Complete the following ▸
A - In the printf discussion, what type is named as the "correct type" for %x?
B - From the printf discussion, copy the part that begins with the words containing "孤街醉人 提交于 2019-11-26" and ends with "operation is not UB.".

Quoted passage ▸
■ ■ ■ ■
Does printf(“%x”,1) invoke undefined behavior?

孤街醉人 提交于 2019-11-26 16:18:41

I believe it is technically undefined, because the "correct type" for %x is specified as unsigned int - and as you point out, there is no exception for signed/unsigned mismatch here.

The rules for printf are for a more specific case and thus override the rules for the general case (for another example of the specific overriding the general, it's allowable in general to pass NULL to a function expecting a const char * argument, but it's undefined behaviour to pass NULL to strlen()).

I say "technically", because I believe an implementation would need to be intentionally perverse to cause a problem for this case, given the other restrictions in the standard.

No, because %x formats an unsigned int, and the type of the constant expression 1 is int, while the value of it is expressible as an unsigned int. The operation is not UB.

It is undefined behavior, for the same reason that re-interpreting a pointer to an integer type to complementary type of opposite signedness. This isn't allowed, unfortunately, in both directions because a valid representation in one may be a trap implementation in the other.
■ ■ ■ ■
Provided information ▸
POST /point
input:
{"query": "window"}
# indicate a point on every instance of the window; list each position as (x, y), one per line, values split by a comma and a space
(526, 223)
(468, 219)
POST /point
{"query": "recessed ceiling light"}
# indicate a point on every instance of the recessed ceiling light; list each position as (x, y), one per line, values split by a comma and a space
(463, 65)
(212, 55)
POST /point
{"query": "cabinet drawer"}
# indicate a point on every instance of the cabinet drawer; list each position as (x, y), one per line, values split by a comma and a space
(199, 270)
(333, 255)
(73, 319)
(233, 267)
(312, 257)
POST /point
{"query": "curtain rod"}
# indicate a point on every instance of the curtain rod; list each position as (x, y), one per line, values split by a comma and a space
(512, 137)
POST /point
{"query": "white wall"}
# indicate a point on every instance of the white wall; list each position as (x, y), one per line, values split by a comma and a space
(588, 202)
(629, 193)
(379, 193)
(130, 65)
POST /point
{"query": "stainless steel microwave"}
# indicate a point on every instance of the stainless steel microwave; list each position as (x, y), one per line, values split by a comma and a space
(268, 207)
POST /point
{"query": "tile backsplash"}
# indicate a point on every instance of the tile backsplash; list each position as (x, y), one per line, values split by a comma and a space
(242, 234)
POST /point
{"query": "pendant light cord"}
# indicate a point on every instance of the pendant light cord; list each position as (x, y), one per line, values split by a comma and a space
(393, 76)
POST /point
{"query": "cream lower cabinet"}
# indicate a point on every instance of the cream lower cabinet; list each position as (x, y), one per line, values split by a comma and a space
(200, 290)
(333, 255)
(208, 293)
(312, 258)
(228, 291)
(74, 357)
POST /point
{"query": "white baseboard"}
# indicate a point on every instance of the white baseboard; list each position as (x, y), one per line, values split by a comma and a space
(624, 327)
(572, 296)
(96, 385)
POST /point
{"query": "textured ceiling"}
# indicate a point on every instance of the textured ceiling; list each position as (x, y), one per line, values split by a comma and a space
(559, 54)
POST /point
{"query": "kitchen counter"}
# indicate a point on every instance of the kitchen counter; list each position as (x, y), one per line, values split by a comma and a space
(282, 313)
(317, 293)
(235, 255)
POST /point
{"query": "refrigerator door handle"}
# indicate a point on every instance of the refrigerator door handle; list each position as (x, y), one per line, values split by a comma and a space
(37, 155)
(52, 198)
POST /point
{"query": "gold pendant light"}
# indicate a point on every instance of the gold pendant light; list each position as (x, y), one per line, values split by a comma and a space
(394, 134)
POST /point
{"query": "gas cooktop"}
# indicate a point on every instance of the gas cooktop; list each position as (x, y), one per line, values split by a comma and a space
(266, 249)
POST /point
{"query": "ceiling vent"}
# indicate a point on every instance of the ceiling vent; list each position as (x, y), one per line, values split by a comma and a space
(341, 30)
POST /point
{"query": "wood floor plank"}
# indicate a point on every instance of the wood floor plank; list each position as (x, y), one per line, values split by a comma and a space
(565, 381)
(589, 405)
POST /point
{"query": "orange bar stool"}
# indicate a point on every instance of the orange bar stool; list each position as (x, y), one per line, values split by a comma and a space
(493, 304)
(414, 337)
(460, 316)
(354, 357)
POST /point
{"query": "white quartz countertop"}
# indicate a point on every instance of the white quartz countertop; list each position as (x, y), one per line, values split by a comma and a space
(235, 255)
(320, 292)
■ ■ ■ ■
Answers to the tasks ▸
A - unsigned int

B -
孤街醉人 提交于 2019-11-26 16:18:41

I believe it is technically undefined, because the "correct type" for %x is specified as unsigned int - and as you point out, there is no exception for signed/unsigned mismatch here.

The rules for printf are for a more specific case and thus override the rules for the general case (for another example of the specific overriding the general, it's allowable in general to pass NULL to a function expecting a const char * argument, but it's undefined behaviour to pass NULL to strlen()).

I say "technically", because I believe an implementation would need to be intentionally perverse to cause a problem for this case, given the other restrictions in the standard.

No, because %x formats an unsigned int, and the type of the constant expression 1 is int, while the value of it is expressible as an unsigned int. The operation is not UB.